— start Reading passage —

Member of the U.S. House of Representatives from Tennessee's 1st district
- In office March 4, 1853 – December 25, 1853
- Preceded by: Andrew Johnson
- Succeeded by: Nathaniel G. Taylor

Speaker of the Tennessee House of Representatives
- In office 1845–1847
- Preceded by: Daniel L. Barringer
- Succeeded by: Landon Carter Haynes

Member of the Tennessee House of Representatives
- In office 1835–1839 1841–1846 1851–1853

Personal details
- Born: 1808 Washington County, Tennessee
- Died: December 25, 1853 (aged 44–45) Washington, D.C.
- Resting place: Providence Presbyterian Churchyard Greene County, Tennessee
- Party: Democratic
- Spouse: Mary (Morrow) Campbell

= Brookins Campbell =

American politician (1808–1853)

Brookins Campbell (1808 – December 25, 1853) was an American politician and a member of the United States House of Representatives for the 1st congressional district of Tennessee.

— end Reading passage —
— start Provided data —

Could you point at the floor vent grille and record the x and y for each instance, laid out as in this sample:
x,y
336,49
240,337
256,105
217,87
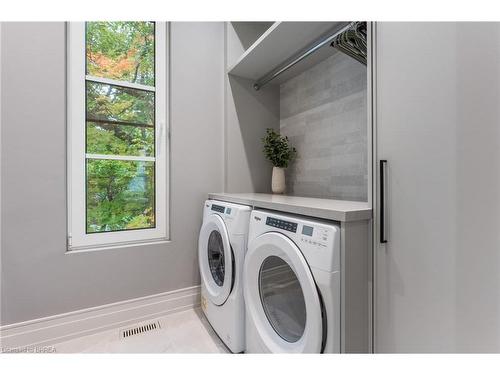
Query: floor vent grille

— end Provided data —
— start Provided data —

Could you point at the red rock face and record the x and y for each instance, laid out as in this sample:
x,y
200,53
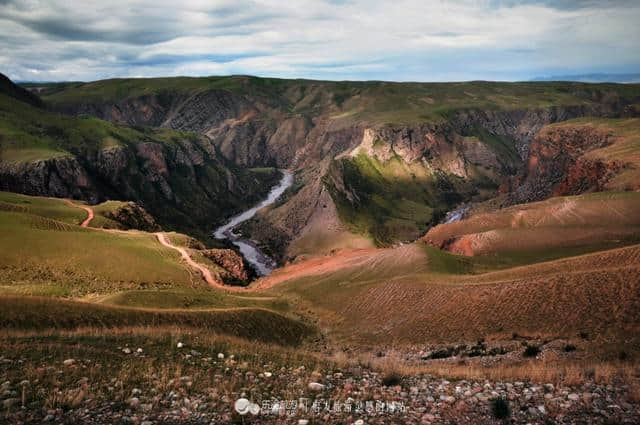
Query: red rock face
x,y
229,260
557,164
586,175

— end Provided data —
— start Provided data —

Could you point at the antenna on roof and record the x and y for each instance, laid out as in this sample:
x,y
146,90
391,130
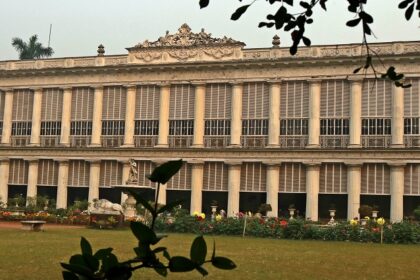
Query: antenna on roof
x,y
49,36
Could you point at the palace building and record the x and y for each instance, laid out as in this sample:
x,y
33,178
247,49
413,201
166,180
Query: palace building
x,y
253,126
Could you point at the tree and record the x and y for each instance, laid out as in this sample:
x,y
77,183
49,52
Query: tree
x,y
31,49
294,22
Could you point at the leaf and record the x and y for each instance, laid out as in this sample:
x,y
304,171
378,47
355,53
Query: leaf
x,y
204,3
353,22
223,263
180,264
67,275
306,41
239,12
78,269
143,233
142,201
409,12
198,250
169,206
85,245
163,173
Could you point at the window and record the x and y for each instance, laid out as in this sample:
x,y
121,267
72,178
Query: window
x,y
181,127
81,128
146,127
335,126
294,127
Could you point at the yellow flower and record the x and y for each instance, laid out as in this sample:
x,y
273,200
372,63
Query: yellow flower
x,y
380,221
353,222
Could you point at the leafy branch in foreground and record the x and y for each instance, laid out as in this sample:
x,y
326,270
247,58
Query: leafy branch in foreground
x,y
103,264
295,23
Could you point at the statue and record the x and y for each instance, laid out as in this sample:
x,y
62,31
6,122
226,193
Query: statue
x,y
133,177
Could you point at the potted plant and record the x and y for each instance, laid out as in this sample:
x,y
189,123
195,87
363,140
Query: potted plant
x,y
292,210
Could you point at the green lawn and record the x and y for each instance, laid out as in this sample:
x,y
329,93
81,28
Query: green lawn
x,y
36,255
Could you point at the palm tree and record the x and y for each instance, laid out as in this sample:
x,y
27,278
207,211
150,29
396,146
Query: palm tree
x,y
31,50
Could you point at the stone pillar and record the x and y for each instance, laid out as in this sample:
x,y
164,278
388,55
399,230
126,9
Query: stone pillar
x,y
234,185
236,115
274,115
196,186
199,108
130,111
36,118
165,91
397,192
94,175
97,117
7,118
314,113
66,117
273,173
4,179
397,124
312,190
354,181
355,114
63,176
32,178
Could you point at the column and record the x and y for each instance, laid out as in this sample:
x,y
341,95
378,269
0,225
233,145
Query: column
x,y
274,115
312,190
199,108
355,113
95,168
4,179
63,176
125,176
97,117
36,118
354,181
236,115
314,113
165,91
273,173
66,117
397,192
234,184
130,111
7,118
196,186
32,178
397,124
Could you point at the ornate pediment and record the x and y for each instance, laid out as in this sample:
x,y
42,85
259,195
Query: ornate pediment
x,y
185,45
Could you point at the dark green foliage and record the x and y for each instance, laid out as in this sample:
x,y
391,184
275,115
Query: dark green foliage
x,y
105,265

— end Provided data —

:: Exercise goal ::
Transcribe the entire Brookins Campbell text word for word.

:: Reply to the exercise ::
Member of the U.S. House of Representatives from Tennessee's 1st district
- In office March 4, 1853 – December 25, 1853
- Preceded by: Andrew Johnson
- Succeeded by: Nathaniel G. Taylor

Speaker of the Tennessee House of Representatives
- In office 1845–1847
- Preceded by: Daniel L. Barringer
- Succeeded by: Landon Carter Haynes

Member of the Tennessee House of Representatives
- In office 1835–1839 1841–1846 1851–1853

Personal details
- Born: 1808 Washington County, Tennessee
- Died: December 25, 1853 (aged 44–45) Washington, D.C.
- Resting place: Providence Presbyterian Churchyard Greene County, Tennessee
- Party: Democratic
- Spouse: Mary (Morrow) Campbell

= Brookins Campbell =

American politician (1808–1853)

Brookins Campbell (1808 – December 25, 1853) was an American politician and a member of the United States House of Representatives for the 1st congressional district of Tennessee.